◆ INSTRUCTIONS FOR THE TASK:
Copy out the entire s3fs thread word for word, keeping every line as it appears.

How stable is s3fs to mount an Amazon S3 bucket as a local directory [closed]
Asked Answered
S

2

77

How stable is s3fs to mount an Amazon S3 bucket as a local directory in linux? Is it recommended/stable for high demand production environments?

Are there any better/similar solutions?

Update: Would it be better to use EBS and to mount it via NFS to all other AMIs?

Sirrah answered 29/5, 2012 at 14:27 Comment(4)
it's a shame questions like this end up being closed. but at least they are not deleted...Sirrah
Yeah give us a gosh darn opinion section or something shesh. Sometimes you need an opinion...Highball
Again a good questions closed... It's like "closed" is a tag for good question!Ayotte
"StackOverflow, where your question is good enough to remain on the site to get clicks, but not good enough to remain open."Senghor
C
98

There's a good article on s3fs here, which after reading I resorted to an EBS Share.

◆ GIVEN DATA:
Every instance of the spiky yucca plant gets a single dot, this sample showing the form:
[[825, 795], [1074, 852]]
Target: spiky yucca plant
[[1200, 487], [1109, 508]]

◆ EXERCISE OUTPUT:
How stable is s3fs to mount an Amazon S3 bucket as a local directory [closed]
Asked Answered
S

2

77

How stable is s3fs to mount an Amazon S3 bucket as a local directory in linux? Is it recommended/stable for high demand production environments?

Are there any better/similar solutions?

Update: Would it be better to use EBS and to mount it via NFS to all other AMIs?

Sirrah answered 29/5, 2012 at 14:27 Comment(4)
it's a shame questions like this end up being closed. but at least they are not deleted...Sirrah
Yeah give us a gosh darn opinion section or something shesh. Sometimes you need an opinion...Highball
Again a good questions closed... It's like "closed" is a tag for good question!Ayotte
"StackOverflow, where your question is good enough to remain on the site to get clicks, but not good enough to remain open."Senghor
C
98

There's a good article on s3fs here, which after reading I resorted to an EBS Share.